/---
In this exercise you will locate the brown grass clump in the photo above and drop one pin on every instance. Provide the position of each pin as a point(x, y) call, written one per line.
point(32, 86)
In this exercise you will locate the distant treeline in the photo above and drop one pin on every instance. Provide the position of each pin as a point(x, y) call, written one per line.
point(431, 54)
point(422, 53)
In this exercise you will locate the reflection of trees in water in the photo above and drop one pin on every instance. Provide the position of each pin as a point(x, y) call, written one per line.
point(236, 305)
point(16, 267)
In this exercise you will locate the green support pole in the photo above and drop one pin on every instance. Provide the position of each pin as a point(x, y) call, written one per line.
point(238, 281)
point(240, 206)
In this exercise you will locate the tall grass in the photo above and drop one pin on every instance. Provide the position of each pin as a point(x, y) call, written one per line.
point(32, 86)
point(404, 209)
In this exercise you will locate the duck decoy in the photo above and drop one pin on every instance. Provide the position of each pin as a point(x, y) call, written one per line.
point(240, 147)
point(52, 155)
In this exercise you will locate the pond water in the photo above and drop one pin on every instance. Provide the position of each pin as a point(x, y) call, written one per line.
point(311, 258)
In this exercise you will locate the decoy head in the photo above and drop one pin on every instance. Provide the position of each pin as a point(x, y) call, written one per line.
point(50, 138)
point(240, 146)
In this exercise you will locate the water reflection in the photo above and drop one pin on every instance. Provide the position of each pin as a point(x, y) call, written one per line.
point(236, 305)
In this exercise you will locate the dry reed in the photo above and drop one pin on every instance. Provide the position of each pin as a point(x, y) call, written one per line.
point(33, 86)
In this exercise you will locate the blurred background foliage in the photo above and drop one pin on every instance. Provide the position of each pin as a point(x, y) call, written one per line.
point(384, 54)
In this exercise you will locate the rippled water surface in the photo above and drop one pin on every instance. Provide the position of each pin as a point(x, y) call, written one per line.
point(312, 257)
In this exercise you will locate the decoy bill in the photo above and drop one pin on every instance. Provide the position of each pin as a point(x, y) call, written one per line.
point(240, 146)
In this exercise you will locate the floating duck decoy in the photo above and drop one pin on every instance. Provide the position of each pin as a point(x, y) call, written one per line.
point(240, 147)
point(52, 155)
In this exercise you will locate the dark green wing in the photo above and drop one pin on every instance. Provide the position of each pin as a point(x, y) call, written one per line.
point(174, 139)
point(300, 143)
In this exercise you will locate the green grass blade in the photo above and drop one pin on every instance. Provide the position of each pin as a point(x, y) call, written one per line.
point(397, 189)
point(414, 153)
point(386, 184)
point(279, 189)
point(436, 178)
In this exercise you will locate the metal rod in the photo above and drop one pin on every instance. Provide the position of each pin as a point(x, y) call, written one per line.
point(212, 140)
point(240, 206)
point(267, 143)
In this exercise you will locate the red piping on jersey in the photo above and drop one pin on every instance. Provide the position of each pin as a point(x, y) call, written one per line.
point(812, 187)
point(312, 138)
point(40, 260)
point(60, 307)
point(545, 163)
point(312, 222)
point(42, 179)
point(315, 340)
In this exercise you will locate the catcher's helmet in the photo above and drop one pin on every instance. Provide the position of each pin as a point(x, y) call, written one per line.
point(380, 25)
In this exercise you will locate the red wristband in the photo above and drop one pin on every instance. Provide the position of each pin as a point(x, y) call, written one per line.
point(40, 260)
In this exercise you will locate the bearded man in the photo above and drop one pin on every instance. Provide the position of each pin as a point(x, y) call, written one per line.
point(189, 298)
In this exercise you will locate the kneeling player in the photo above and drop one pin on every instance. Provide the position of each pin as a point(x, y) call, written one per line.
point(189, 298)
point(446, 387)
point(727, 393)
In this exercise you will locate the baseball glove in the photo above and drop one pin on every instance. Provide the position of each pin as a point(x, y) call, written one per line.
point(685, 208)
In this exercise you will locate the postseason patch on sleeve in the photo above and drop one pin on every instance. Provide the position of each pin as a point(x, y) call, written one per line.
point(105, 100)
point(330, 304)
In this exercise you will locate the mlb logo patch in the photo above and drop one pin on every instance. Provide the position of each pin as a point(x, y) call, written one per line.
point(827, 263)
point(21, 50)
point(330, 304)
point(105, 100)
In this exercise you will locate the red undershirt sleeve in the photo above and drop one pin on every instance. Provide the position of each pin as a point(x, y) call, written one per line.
\---
All records shown above are to be reproduced without any alteration.

In this exercise you will locate the brown grass clump in the photo above and drop one pin on every instance. Provide the position of each pin as a point(x, y) call, written one per line.
point(32, 86)
In this exercise you will locate the distant treeline in the photo above and drop one pin on every instance. Provide the position of each pin as a point(x, y) call, written one per line.
point(431, 54)
point(422, 53)
In this exercise you will locate the reflection of trees in water in the photo above and drop one pin on every instance. Provide the position of each pin as a point(x, y) call, written one per line.
point(236, 305)
point(16, 267)
In this exercise you will locate the green support pole in the photo above and drop one pin on every instance. Provide the position of each pin as a point(x, y) call, written one per line.
point(238, 281)
point(240, 206)
In this exercise you will locate the tall grass in the photo above and drop one pin on every instance. Provide the position of each pin as a point(x, y) call, written one per line.
point(32, 86)
point(404, 209)
In this exercise you will locate the duck decoy in the photo above and drop one pin on every instance. Provide the position of each pin as a point(x, y) call, written one per line.
point(240, 147)
point(52, 155)
In this exercise you will locate the pond water in the photo above and drop one pin on every instance. Provide the position of each pin as a point(x, y) call, written one per line.
point(311, 258)
In this exercise you will locate the decoy head in the photo above and drop one pin on every instance. Provide the position of each pin as a point(x, y) call, written one per line.
point(50, 138)
point(240, 146)
In this exercise you will locate the water reflection in the photo above and drop one pin on every instance. Provide the position of each pin as a point(x, y) call, written one per line.
point(236, 305)
In this exercise you will locate the dry reed in the photo above and drop one pin on every instance. Provide the position of each pin as a point(x, y) call, written one per line.
point(33, 86)
In this exercise you will locate the blurred background foliage in the photo above and drop one pin on every instance. Provide the position of each pin as a point(x, y) call, written one per line.
point(384, 54)
In this exercise you will locate the rippled water surface in the photo above and drop one pin on every instance. Provide the position of each pin as a point(x, y) call, written one per line.
point(312, 257)
In this exercise you will locate the decoy bill in the photo above and drop one pin on every instance. Provide the position of each pin as a point(x, y) call, written one per line.
point(240, 146)
In this exercise you will locate the floating duck decoy in the photo above and drop one pin on every instance. Provide the position of each pin as a point(x, y) call, written one per line.
point(240, 147)
point(52, 155)
In this exercise you will locate the dark green wing in the photo above and drop one pin on every instance. Provide the position of each pin as a point(x, y) call, written one per line.
point(174, 139)
point(300, 143)
In this exercise you will locate the green grass blade in the photo above and drop one pin on every instance. Provide the position of each pin as a point(x, y) call, written one per line.
point(397, 189)
point(414, 153)
point(386, 184)
point(279, 189)
point(436, 178)
In this exercise you will locate the metal rod in the photo above and drop one pin on every instance. Provide the position of each pin as a point(x, y) call, written one per line.
point(212, 140)
point(240, 206)
point(267, 143)
In this exercise you will locate the red piping on jersey in the photo above and drop one pin on every instance. Provide the position of each pin as a point(x, y) call, written one per line.
point(812, 187)
point(312, 138)
point(40, 260)
point(60, 307)
point(545, 163)
point(312, 222)
point(42, 179)
point(315, 340)
In this exercise you will locate the catcher's helmet in the photo above and drop one pin on every instance. Provide the position of each pin as a point(x, y) call, written one per line.
point(380, 25)
In this exercise you will locate the red wristband in the photo above and drop one pin on every instance. Provide the position of each pin as a point(x, y) call, written one per line.
point(40, 260)
In this exercise you will locate the bearded man in the photo above and drop one pin on every instance. Provide the position of each pin as a point(x, y) call, written one per line.
point(189, 298)
In this exercise you will locate the kneeling player in the photo above and drop one pin on every instance. Provide the position of each pin as a point(x, y) call, written one per line.
point(189, 298)
point(446, 387)
point(727, 393)
In this exercise you will locate the baseball glove in the photo above and drop one pin on every instance. Provide the position of each pin as a point(x, y) call, written one per line.
point(685, 208)
In this exercise you will locate the postseason patch on sleeve in the photo above and drop one pin on every instance. Provide the position of each pin as a point(x, y) call, written one per line.
point(105, 100)
point(330, 304)
In this exercise you will locate the mlb logo patch in the photo above and drop one pin on every instance. Provide the position of each pin as a point(x, y) call, written one per line.
point(827, 263)
point(21, 50)
point(330, 304)
point(105, 100)
In this exercise you will locate the red undershirt sleeve in the photo above and drop one pin on every instance. Provide the position of each pin as a point(x, y) call, written one per line.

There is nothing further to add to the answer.